*** Opening of MATERIAL SHOWN ***

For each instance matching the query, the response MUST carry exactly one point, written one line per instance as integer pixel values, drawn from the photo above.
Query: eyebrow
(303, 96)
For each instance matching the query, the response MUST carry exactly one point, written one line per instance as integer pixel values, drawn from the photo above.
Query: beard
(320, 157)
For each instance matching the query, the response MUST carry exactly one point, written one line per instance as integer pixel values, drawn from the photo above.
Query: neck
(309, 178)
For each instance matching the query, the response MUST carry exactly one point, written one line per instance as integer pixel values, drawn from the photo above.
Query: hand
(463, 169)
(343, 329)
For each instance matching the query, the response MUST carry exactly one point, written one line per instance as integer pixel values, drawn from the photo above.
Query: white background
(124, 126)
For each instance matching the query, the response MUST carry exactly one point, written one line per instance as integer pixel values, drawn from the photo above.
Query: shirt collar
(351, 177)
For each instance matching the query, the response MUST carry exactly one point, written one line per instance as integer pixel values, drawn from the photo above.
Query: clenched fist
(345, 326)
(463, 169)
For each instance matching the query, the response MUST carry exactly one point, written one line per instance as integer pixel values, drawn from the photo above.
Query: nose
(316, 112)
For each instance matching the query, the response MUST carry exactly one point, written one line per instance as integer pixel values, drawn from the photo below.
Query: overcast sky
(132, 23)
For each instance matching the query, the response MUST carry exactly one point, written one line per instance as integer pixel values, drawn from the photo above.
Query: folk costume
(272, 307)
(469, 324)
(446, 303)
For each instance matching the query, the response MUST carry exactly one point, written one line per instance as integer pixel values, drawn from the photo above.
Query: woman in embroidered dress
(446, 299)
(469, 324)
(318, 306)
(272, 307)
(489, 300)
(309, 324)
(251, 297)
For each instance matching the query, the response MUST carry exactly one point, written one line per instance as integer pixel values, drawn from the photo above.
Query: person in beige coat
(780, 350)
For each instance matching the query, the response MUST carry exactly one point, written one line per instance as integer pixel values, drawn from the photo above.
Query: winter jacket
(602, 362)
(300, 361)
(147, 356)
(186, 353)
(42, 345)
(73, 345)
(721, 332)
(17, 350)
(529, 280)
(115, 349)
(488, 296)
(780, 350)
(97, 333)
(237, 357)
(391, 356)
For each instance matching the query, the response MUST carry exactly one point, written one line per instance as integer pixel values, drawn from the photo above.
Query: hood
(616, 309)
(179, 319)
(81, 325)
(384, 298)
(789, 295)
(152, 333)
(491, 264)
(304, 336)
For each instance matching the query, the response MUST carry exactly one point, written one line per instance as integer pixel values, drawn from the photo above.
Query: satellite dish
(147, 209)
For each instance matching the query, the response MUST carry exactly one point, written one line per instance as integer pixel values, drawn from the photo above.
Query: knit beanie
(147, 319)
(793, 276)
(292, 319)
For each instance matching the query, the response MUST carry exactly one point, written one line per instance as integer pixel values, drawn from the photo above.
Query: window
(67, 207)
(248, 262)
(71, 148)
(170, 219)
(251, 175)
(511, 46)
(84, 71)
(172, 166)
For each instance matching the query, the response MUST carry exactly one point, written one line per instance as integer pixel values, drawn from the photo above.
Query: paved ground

*** Close of MATERIAL SHOWN ***

WHAT IS NEEDED | Print all of the entries exactly as they are written.

OUTPUT OF THE EXERCISE |
For each instance matching the query, the response MUST carry exactly one point, written one line per instance as integer pixel values, drawn from the photo above.
Query: eyebrow
(303, 96)
For each instance matching the query, the response MUST carry exactly one point, written one line per instance as integer pixel values, drawn from the photo above.
Query: beard
(320, 157)
For each instance matching the query, the response MUST carry exactly one point, written one line per instance as integer pixel values, drawn from the photo above.
Query: neck
(309, 178)
For each instance matching the query, the response MUST carry exactly one point, written one line per instance as integer pixel values, drawn from the photo above.
Query: hand
(463, 169)
(343, 329)
For each instance matching the query, the response MUST carry exactly one point, written one line per instance as integer pixel values, drawn from the photo above.
Query: white background
(124, 126)
For each instance matching the query, the response MUST carry exactly one point, written one line per instance as integer pixel values, drawn from the photo above.
Query: shirt collar
(351, 177)
For each instance matching the query, the response MUST carry exactly one point, written one line per instance as integer pixel values, drawn from the photo above.
Query: clenched fist
(345, 326)
(463, 169)
For each instance matching the query, the response MUST carry exactly one point, written one line per instance as integer pixel values, drawn from the photo above.
Query: nose
(316, 112)
For each instance matching the query, the response MUST carry exactly one point, written one line per instance as integer pixel values, drawn from the photo below.
Query: overcast sky
(132, 23)
For each instance matching the query, the response MUST carry exactly one point, written one line per instance as integer pixel values, drawn from the photo above.
Query: folk costume
(272, 307)
(469, 324)
(446, 303)
For each instance matching the query, the response MUST carry exactly one point, written one line per instance as integer pixel values, drawn from the photo above.
Query: woman in embroidered dress
(446, 299)
(469, 324)
(318, 306)
(272, 307)
(489, 300)
(309, 324)
(251, 297)
For each instance matching the query, the response MUST carry exactly one point, written one line per instance as integer pixel values, drawn from the photo above.
Query: person in beige coat
(780, 350)
For each instance matching the query, the response MUST carry exactly one point, written one line per instance as integer pixel values, drawn from the photo above.
Query: winter jacket
(602, 362)
(300, 361)
(147, 356)
(186, 353)
(42, 345)
(73, 345)
(721, 332)
(17, 350)
(529, 280)
(115, 349)
(488, 296)
(780, 350)
(97, 333)
(237, 357)
(391, 356)
For each instance matching the query, the response MUST carry exactly one point, written one line per instance as integer pixel values, drawn from the photo above.
Query: hood
(616, 309)
(179, 319)
(81, 325)
(384, 298)
(789, 295)
(152, 333)
(491, 264)
(304, 336)
For each instance matching the query, the response MUST carry exactly one point, written one line per instance as integer pixel values, drawn from the photo above.
Query: satellite dish
(147, 209)
For each instance matching the query, the response MUST carry exactly one point, written one line per instance as integer pixel values, drawn from the photo above.
Query: knit beanie
(147, 319)
(793, 276)
(292, 319)
For each instance matching the query, the response MUST carry exactly one point, written one line per instance as integer pixel values, drawn from the photo above.
Query: window
(67, 207)
(248, 262)
(71, 148)
(170, 219)
(251, 175)
(511, 46)
(84, 71)
(172, 166)
For each instance matching the query, the response MUST carry exactly one point, written one line per instance as integer pixel values, drawn from the photo above.
Query: paved ground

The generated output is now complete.